▶ [Prompt]: What you return should match the data exactly, from the first line to the last.

▶ [Stored data entries]:
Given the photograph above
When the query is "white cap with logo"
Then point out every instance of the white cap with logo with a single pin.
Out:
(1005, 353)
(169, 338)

▶ [Solution to this problem]:
Given the photograph above
When the query is "white cap with logo"
Then point out every instance of the white cap with logo with a single pin.
Out:
(1005, 353)
(169, 338)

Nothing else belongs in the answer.